(Data records)

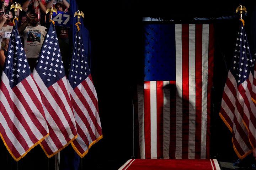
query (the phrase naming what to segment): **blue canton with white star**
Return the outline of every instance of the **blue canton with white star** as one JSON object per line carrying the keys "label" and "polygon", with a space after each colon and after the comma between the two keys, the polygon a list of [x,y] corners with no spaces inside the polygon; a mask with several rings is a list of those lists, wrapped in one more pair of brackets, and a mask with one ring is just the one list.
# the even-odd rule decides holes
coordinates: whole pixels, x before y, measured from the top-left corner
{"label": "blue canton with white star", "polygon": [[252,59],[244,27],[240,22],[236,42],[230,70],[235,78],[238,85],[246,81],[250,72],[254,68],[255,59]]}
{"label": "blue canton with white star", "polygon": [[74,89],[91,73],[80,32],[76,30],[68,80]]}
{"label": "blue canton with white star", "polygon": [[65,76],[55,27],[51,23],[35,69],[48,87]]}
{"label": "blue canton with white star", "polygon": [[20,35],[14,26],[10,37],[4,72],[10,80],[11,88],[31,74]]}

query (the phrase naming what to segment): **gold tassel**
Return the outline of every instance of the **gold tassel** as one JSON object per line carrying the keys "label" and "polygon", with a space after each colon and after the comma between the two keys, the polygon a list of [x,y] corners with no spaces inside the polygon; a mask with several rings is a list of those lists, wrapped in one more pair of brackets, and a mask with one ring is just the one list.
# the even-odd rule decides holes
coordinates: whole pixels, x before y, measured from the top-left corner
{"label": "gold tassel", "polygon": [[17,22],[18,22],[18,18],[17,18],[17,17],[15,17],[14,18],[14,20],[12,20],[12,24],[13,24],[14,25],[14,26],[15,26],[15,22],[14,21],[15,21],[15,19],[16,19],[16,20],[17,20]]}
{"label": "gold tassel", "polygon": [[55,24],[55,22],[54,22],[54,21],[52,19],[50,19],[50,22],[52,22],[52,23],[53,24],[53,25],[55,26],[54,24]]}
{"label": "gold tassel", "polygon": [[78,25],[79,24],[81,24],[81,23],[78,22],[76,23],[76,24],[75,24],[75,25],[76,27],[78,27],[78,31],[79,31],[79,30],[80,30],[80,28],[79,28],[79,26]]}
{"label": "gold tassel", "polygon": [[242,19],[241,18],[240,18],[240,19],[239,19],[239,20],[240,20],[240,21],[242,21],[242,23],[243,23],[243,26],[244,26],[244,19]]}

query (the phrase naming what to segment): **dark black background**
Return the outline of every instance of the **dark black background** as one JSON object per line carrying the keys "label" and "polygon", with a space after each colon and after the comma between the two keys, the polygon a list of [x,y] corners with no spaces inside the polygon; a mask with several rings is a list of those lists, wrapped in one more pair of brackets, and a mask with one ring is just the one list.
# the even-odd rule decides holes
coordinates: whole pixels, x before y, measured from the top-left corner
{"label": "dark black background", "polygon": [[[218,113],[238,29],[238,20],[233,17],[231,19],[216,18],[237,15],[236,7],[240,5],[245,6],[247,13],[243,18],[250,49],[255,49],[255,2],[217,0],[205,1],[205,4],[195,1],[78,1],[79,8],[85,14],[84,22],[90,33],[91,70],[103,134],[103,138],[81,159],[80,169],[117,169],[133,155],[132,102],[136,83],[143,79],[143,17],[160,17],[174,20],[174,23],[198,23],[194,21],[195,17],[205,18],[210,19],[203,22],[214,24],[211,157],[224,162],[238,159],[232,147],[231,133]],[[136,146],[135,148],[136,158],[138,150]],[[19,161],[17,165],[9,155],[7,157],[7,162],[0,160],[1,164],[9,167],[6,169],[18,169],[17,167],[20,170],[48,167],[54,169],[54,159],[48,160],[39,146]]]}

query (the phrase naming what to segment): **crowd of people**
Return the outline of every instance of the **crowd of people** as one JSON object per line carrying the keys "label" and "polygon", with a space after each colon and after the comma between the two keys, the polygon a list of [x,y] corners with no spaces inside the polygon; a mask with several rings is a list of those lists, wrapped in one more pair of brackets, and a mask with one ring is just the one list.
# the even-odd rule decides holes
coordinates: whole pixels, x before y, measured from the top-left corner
* * *
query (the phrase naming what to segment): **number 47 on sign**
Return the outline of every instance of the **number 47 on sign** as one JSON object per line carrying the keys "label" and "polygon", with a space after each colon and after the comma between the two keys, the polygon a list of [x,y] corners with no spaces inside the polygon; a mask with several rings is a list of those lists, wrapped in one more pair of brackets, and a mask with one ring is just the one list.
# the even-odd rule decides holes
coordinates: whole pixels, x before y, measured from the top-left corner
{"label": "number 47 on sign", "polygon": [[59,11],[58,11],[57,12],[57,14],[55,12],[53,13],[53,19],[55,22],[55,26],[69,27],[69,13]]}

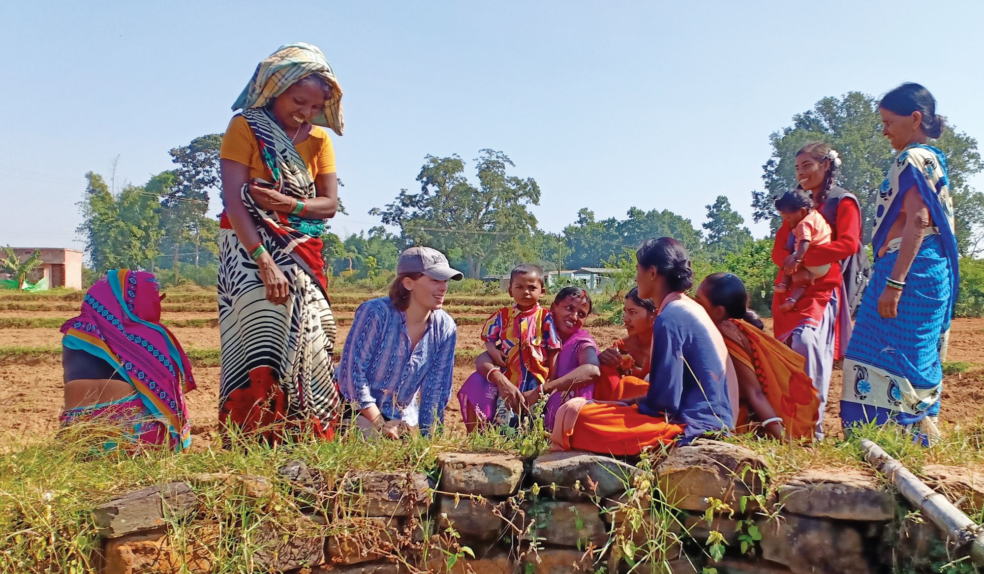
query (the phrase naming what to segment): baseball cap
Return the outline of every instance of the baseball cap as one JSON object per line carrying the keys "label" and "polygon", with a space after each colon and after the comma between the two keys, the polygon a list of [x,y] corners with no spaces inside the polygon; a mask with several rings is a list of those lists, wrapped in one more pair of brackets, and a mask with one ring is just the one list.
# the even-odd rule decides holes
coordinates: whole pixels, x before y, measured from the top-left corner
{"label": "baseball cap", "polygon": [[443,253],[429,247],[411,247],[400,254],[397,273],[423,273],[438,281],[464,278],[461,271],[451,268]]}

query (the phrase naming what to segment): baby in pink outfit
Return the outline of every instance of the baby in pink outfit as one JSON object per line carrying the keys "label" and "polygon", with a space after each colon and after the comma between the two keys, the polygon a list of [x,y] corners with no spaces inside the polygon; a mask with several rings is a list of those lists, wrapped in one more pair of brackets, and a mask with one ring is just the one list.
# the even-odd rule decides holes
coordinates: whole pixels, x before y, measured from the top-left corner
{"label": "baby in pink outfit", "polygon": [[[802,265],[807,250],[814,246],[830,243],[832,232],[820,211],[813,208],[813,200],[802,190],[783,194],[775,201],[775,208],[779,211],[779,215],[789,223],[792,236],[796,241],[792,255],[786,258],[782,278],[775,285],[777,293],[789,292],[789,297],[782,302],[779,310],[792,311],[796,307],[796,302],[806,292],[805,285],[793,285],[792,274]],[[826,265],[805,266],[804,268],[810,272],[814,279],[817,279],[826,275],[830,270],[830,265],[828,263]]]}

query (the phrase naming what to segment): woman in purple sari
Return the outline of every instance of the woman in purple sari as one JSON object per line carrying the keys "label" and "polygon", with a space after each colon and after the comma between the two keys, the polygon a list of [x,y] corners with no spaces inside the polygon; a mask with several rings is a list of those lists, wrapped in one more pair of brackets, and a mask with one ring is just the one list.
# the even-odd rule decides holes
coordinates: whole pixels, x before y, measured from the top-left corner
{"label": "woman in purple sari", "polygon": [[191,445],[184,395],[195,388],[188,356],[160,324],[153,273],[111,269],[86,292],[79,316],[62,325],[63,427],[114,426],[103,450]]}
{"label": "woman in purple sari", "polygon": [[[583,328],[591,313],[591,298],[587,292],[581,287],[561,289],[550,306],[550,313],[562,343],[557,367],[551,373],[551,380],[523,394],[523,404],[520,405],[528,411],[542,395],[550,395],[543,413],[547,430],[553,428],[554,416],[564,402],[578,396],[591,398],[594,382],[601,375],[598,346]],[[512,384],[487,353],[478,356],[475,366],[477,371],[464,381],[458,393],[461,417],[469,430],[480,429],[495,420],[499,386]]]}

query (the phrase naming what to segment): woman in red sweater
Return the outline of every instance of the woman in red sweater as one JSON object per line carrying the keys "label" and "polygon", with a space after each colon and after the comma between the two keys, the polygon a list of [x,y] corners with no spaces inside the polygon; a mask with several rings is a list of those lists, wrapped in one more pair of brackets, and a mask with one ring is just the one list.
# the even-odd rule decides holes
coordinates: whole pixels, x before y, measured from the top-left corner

▶ _STATED PROBLEM_
Copy out the lines of the items above, from the line with "query (the phrase naming what to segment): **gold" to the line with "Return the outline of every instance of the **gold", both included, character for character.

▶ _THE RESPONSE_
query (the phrase naming what to segment): **gold tassel**
Return the outline of every instance of the **gold tassel** as one JSON object per line carrying the keys "label" and "polygon", with a space after each colon and after the comma between the two keys, the polygon a list of [x,y] corners with no spaces inside the polygon; a mask with several rings is a list of those lists, wrapped in one more pair of brackets, and a mask with one ring is just the one list.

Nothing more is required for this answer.